== Text

LET LOVE BE SINCERE

LET LOVE BE SINCERE

Friday, June 6, 2014

7 Q Takes WARNING full of cranky


So, um, any of you celebrating the parents of the five year old, Ryland, who are allowing her to transition from a girl to a boy... you should be ashamed of yourself- this is a FIVE YEAR OLD who has been totally exploited by her parents.

So, um, any of you using the parents of the five year old Ryland who are allowing her to transition from a girl to a boy, to discuss the downfall of culture and all things evil... you should be ashamed of yourself- this is a FIVE YEAR OLD who has been totally exploited by her parents.
There was this awful story this week.  I'll sum it up.  Two girls got involved in a super dark world through an awful website and ended up stabbing another girl to make a fictional character happy.  I clicked on the website for like three seconds- it was evil.  I believe in evil. I clicked out of the website, for fear of what more than five seconds could do to my soul.  The thing is...this is a parent issue, and is tragic for all involved. I just don't understand why we (educators) aren't doing more to teach parents about the very real danger of the interwebs for not only children, but adolescents as well.
I cannot stand the lack of value some people put on parental roles and responsibilities.  That is all.
Dear Jesus please save me from being a parent who blames others instead of looking at the behavior of my child.  And, Jesus, if I do become a parent who blames others instead of my child...please send someone to slap me.  AMEN.

====

__Tasks and exercises__:
**a.** Return the part of the blog post that opens with the words containing "There was this" and closes with "responsibilities.  That is all.".
**b.** Summarize the blog post in two sentences.
**c.** Continue the blog post from the point where it stops.

== Entries

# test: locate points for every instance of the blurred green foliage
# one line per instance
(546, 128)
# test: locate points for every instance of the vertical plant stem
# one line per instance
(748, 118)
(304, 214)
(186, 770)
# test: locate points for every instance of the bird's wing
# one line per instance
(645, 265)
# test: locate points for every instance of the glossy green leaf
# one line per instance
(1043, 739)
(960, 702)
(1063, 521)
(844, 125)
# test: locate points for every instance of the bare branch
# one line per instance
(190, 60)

====

__Task-by-task results__:
**a.**
There was this awful story this week.  I'll sum it up.  Two girls got involved in a super dark world through an awful website and ended up stabbing another girl to make a fictional character happy.  I clicked on the website for like three seconds- it was evil.  I believe in evil. I clicked out of the website, for fear of what more than five seconds could do to my soul.  The thing is...this is a parent issue, and is tragic for all involved. I just don't understand why we (educators) aren't doing more to teach parents about the very real danger of the interwebs for not only children, but adolescents as well.
I cannot stand the lack of value some people put on parental roles and responsibilities.  That is all.

**b.** The writer criticizes both those who celebrate and those who condemn the parents of Ryland, a five-year-old being allowed to transition from a girl to a boy, saying the child has been exploited by the parents. The writer also calls a story about two girls who stabbed another girl after getting drawn in by a dark website a parent issue, asks why educators aren't teaching parents more about online dangers, and prays never to become a parent who blames others instead of examining a child's behavior.

**c.**
We are a sight to see whenever we are out
It seems that we, who have lots of littles, like to talk about the rude things people say to us.  All this week I was thinking most of the time people say really nice things to me, even though I am a complete spectacle as I leave the house with three babies.  Even when people say, "oh my gosh, you have your hands full"- they usually say it with a smile, and a type of awe for what I am doing.  And, darn it, it kind of makes me proud.  So anyway, all this week, I was like, 'yeah, people aren't really rude...we just think they are, they are actually just in awe'.  And then someone told me I should think about keeping my legs closed...so, um, maybe some people really are just awful.  (just kidding- THEY aren't awful, the words they say are).
So Jonah Hill is an actor and I have really indifferent opinions about him.  This week, he was being harassed by a paparazzi and ended up kind of losing it, saying really awful things including that super hurtful F word.  Normally when celebrities screw up, they just kind of try to apologize to get out of trouble.  This was Jonah Hill's apology.

I was WICKEDLY impressed.  The thing is, I have been there.  When someone says something and you just want to say the most awful thing back to them, to hurt them as they hurt you.  And it never makes it better, and it always makes you look like an idiot.  So anyway, well done Jonah Hill- thanks for pointing out a dangerous behavior and doing something RADICAL...taking responsibility for it!

I'm not really as cranky as I might seem, but man, sometimes I have to remember the words of my old boss, who he stole from someone else..."everyday, look at yourself in the mirror and say, 'people are crazy, and I am not the Savior'."  Good advice after a week like this!

oh, and any time I get too cranky- I just think of this face :)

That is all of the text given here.